▶ Point annotation dataset entries:
————

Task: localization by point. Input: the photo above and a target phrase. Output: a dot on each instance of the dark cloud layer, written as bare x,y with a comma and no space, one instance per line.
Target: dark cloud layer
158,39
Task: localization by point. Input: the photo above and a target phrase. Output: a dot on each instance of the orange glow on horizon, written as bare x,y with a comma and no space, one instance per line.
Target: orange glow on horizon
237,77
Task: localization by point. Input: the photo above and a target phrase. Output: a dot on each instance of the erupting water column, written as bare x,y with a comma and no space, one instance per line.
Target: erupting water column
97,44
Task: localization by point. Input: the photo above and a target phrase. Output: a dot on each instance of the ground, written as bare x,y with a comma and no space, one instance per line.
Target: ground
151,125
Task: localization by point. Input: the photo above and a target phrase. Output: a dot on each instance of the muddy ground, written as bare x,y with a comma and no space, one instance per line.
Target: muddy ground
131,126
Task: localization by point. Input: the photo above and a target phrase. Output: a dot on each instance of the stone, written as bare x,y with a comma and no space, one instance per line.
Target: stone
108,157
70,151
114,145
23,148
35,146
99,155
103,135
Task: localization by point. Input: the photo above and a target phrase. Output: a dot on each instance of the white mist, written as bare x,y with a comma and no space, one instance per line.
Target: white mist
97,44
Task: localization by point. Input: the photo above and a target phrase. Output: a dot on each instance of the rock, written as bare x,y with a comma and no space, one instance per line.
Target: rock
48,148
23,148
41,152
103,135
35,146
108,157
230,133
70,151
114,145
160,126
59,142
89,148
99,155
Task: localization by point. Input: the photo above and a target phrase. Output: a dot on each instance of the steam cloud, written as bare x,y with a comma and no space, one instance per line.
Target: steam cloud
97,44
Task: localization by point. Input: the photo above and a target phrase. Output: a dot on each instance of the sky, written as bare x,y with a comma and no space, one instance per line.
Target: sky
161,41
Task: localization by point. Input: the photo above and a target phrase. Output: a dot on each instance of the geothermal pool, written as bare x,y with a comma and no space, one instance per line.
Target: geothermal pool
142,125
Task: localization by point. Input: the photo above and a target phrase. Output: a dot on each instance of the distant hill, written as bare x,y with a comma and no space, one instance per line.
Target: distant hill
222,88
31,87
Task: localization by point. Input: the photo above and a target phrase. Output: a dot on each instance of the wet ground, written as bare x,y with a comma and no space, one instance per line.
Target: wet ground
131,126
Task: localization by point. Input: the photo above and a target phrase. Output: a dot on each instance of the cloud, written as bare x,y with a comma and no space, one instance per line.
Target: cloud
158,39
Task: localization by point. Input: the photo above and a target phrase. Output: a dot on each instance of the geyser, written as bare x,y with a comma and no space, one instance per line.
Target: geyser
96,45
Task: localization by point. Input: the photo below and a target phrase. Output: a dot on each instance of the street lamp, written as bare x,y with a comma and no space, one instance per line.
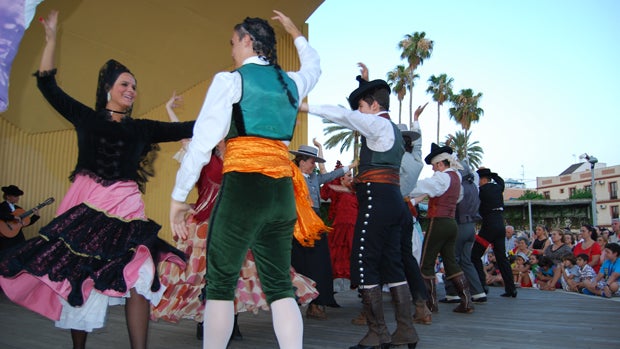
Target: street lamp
592,160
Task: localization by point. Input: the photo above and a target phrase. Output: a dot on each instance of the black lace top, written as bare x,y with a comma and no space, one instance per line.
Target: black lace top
110,151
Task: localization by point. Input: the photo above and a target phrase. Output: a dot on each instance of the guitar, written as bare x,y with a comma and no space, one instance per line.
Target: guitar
11,228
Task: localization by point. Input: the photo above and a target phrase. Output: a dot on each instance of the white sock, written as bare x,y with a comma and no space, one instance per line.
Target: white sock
219,318
287,323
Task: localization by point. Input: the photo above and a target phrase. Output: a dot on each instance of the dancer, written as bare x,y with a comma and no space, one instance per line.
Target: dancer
342,214
443,188
376,256
315,261
100,249
255,109
493,229
184,295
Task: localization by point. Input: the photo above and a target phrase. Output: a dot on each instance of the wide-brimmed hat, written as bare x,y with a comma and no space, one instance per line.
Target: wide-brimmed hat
405,131
364,88
485,172
436,150
306,150
12,190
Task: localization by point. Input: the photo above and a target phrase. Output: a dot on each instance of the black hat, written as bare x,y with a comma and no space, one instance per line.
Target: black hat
436,150
12,190
306,150
405,131
365,88
485,172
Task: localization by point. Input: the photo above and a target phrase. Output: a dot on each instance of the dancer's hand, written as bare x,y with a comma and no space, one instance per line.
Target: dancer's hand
363,70
50,25
287,23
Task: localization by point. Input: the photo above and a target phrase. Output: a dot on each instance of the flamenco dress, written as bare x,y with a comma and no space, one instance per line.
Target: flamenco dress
101,244
185,288
343,214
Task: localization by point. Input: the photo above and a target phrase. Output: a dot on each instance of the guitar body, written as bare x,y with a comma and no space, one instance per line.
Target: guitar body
10,229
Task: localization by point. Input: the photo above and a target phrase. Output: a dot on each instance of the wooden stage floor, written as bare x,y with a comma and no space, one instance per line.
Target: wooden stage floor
535,319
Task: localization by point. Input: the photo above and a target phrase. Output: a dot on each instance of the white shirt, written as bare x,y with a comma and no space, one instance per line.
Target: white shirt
214,119
378,130
436,185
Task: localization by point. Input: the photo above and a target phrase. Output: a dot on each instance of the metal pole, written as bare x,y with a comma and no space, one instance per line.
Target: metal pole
529,213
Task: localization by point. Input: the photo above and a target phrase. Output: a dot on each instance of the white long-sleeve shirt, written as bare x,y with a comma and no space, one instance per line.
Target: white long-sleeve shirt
378,130
214,119
436,185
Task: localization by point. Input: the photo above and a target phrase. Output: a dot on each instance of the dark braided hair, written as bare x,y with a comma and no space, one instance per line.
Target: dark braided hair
264,44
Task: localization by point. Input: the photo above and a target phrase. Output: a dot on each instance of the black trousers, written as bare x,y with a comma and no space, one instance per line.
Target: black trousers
493,230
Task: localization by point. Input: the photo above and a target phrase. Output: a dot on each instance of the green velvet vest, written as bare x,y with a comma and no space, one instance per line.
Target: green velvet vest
264,109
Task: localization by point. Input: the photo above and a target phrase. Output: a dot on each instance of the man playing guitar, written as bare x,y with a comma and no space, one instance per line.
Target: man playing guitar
9,214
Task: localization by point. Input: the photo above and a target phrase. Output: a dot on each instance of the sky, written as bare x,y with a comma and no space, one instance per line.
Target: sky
547,70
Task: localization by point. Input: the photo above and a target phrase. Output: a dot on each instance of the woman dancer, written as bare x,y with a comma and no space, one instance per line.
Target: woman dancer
100,249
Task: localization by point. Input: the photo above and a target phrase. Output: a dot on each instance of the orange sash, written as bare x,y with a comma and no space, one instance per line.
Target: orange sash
270,157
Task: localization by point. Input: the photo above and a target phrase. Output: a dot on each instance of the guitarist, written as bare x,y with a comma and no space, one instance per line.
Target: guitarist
11,196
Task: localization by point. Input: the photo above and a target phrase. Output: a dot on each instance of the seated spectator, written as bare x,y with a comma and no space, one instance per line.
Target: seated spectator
586,273
570,272
521,270
544,276
602,241
606,282
589,246
521,246
569,239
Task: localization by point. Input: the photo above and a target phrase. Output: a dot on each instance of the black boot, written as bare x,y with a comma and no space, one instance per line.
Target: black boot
431,302
405,332
377,335
199,331
462,287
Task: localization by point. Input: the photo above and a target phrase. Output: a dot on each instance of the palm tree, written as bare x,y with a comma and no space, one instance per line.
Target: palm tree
460,143
343,136
415,49
441,88
399,80
465,110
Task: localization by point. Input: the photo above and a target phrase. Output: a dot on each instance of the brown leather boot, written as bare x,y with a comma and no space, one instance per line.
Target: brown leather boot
422,314
378,334
405,332
360,320
462,287
431,302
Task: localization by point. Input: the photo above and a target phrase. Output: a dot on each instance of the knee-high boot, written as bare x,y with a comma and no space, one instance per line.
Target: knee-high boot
462,287
405,332
431,302
378,334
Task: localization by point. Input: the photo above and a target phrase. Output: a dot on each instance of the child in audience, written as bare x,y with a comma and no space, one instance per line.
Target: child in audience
605,283
544,277
521,270
586,272
571,275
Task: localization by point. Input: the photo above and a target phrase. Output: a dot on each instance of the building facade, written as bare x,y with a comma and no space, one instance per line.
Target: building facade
578,177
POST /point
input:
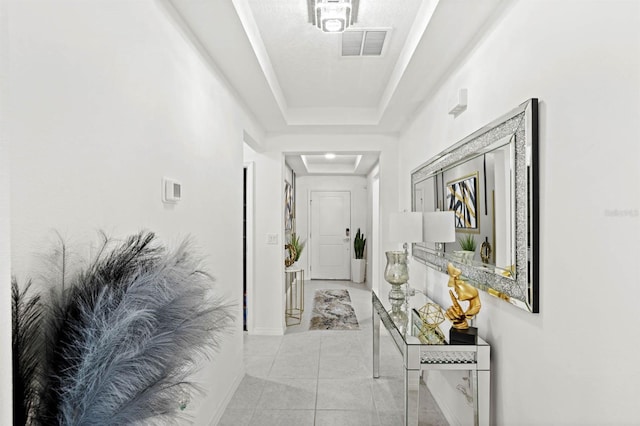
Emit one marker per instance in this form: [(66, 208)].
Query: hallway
[(322, 377)]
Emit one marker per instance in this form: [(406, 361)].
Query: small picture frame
[(462, 197)]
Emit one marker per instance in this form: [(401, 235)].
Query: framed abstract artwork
[(462, 198)]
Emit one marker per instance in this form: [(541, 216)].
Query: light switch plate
[(272, 238)]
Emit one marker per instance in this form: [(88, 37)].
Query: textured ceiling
[(292, 78)]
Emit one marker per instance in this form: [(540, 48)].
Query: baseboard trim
[(263, 331), (217, 416)]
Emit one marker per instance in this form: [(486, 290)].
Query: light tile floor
[(311, 377)]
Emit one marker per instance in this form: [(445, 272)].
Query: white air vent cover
[(363, 42)]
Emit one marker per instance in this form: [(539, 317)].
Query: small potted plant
[(358, 265), (298, 246), (468, 246)]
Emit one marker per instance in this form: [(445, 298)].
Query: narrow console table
[(419, 357)]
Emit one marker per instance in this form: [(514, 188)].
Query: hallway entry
[(330, 235)]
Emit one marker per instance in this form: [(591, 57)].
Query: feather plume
[(127, 333), (27, 349)]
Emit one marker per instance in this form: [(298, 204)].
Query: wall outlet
[(272, 238)]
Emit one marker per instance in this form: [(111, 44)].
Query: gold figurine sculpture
[(431, 316), (464, 292)]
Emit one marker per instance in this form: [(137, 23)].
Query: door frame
[(250, 240), (310, 227)]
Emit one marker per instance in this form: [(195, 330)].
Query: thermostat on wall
[(171, 190)]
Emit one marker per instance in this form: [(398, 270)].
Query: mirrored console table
[(294, 296), (419, 357)]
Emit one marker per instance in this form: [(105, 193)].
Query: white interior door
[(330, 235)]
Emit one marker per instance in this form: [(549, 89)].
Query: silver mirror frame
[(522, 125)]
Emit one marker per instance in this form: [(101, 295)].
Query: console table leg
[(411, 397), (375, 319)]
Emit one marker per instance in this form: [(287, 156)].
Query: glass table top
[(419, 321)]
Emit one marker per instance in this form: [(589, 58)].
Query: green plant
[(358, 245), (297, 245), (468, 243)]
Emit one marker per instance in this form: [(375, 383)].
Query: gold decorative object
[(464, 292), (292, 255), (432, 316)]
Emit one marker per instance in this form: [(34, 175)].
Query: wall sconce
[(460, 104)]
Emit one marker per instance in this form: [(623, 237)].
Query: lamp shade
[(406, 227), (439, 227)]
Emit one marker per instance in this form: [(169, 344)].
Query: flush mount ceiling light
[(332, 16)]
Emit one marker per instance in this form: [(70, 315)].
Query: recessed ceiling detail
[(338, 164), (363, 42)]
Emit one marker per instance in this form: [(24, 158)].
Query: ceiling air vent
[(363, 42)]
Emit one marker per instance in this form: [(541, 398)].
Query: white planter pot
[(358, 268), (465, 256)]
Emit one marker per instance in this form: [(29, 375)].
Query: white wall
[(268, 287), (5, 254), (575, 362), (269, 269), (373, 229), (355, 185), (104, 99)]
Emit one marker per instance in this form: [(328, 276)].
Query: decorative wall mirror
[(490, 180)]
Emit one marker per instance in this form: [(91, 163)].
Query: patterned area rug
[(332, 310)]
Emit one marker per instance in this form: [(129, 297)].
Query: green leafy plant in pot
[(358, 265), (295, 249), (468, 246)]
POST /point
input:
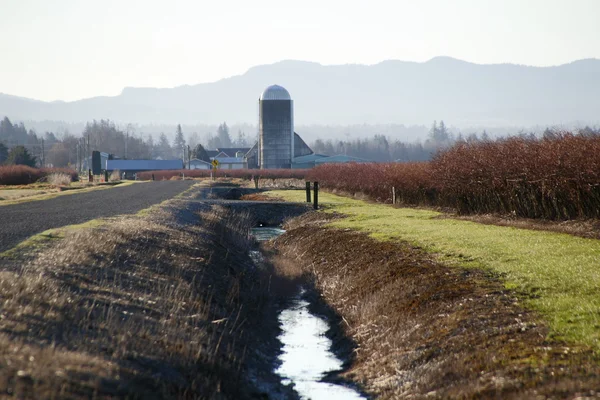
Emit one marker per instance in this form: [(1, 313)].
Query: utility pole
[(43, 154), (87, 164), (189, 157)]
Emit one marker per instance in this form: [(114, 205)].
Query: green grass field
[(557, 274)]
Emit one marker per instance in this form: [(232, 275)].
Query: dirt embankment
[(421, 329), (166, 305)]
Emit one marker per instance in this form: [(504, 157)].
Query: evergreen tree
[(19, 155), (200, 153), (241, 140), (3, 153), (164, 148), (179, 141), (223, 135)]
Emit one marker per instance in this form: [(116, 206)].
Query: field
[(555, 274)]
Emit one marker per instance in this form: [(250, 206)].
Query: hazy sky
[(72, 49)]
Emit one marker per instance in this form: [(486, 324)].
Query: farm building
[(278, 146), (194, 163), (131, 167)]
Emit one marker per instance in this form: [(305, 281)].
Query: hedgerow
[(247, 174), (23, 175), (551, 178)]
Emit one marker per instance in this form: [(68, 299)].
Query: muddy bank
[(164, 305), (420, 329)]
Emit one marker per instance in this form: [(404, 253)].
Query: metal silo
[(275, 128)]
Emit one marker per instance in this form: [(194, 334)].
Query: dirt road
[(20, 221)]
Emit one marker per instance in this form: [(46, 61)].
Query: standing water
[(306, 354)]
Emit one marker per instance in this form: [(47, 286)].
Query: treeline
[(554, 177), (73, 151), (382, 148)]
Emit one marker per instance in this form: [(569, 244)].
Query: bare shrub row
[(551, 178), (23, 175), (247, 174)]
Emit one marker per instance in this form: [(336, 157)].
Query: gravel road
[(20, 221)]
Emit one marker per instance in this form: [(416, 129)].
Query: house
[(232, 162), (199, 164)]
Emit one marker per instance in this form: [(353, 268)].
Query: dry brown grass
[(138, 308), (59, 179), (422, 329)]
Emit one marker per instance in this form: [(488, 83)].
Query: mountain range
[(459, 92)]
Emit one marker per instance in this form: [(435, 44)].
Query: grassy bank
[(158, 305), (422, 329), (556, 274)]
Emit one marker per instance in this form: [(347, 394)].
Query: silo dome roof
[(275, 92)]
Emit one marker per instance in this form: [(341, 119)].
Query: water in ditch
[(306, 356)]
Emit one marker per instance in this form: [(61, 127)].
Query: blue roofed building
[(131, 167)]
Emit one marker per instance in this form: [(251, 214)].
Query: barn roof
[(143, 165)]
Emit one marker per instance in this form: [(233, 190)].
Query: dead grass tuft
[(426, 330), (137, 308), (59, 179)]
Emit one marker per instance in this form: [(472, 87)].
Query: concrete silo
[(275, 128)]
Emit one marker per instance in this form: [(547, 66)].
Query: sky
[(74, 49)]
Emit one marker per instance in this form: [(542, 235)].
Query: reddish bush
[(230, 173), (412, 181), (23, 175), (552, 178)]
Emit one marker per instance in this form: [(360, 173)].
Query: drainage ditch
[(306, 357)]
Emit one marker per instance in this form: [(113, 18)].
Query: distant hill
[(456, 91)]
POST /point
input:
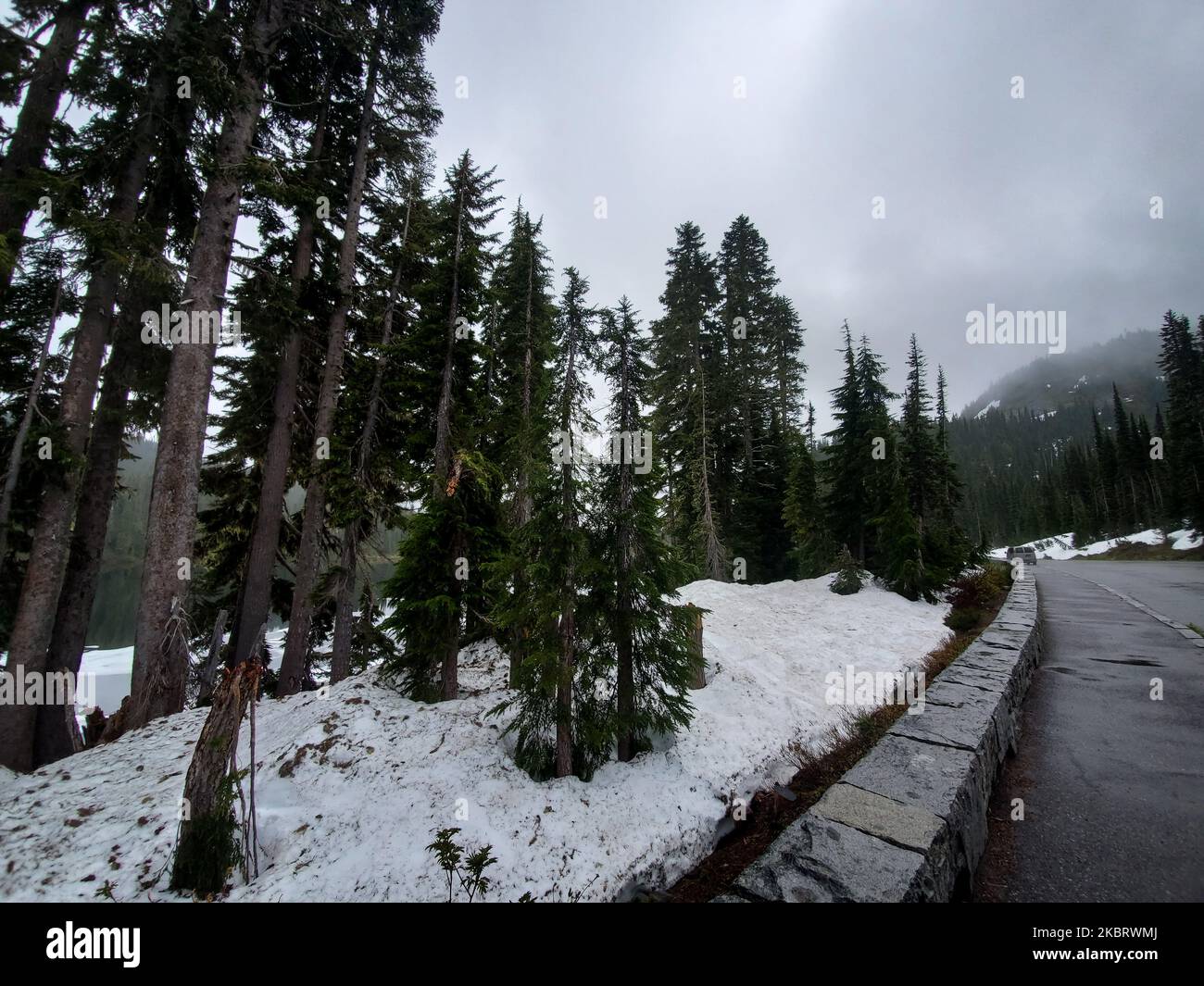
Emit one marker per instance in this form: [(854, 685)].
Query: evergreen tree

————

▶ TO BE DONE: Rewrite the part of the entries that opens with the line containing "Emit one marker per instance in this form: [(486, 324)]." and closes with the line containing "[(158, 305), (422, 329), (556, 274)]", changing every "marker" to "point" and leaving everything else as it is. Give only those lines.

▶ THE OUTPUT:
Emit one point per instance in this form: [(486, 324)].
Query: farm building
[(278, 146), (194, 163), (131, 167)]
Emit one point per instance in this form: [(305, 281)].
Query: hedgerow
[(247, 174), (23, 175), (551, 178)]
Emit one point per instance in this form: [(68, 299)].
Query: muddy bank
[(164, 305), (420, 329)]
Emit one point per instance in this form: [(404, 253)].
Query: metal silo
[(275, 128)]
Emit one point per instance in this form: [(194, 334)].
Query: dirt road
[(20, 221)]
Emit one point per instance in this form: [(46, 61)].
Query: standing water
[(306, 354)]
Emit one point per instance in this form: [(47, 286)].
Query: treeline
[(554, 177), (73, 151), (382, 148)]
Emit one point per instance in this form: [(569, 244)].
Query: bare shrub row
[(551, 178), (23, 175), (247, 174)]
Emit one point per instance in this form: [(336, 157)].
Query: gravel road
[(20, 221)]
Emit one point per instance in this form: [(416, 129)].
Query: house
[(232, 162), (199, 164)]
Emit one point per instance in this form: [(353, 268)].
Query: dry brown grass
[(138, 308), (59, 179), (422, 329)]
Emit one point per instance in this form: [(488, 83)].
Query: mountain range
[(459, 92)]
Emit one point per instance in this form: [(435, 44)].
Query: grassy bank
[(158, 305), (422, 329), (556, 274)]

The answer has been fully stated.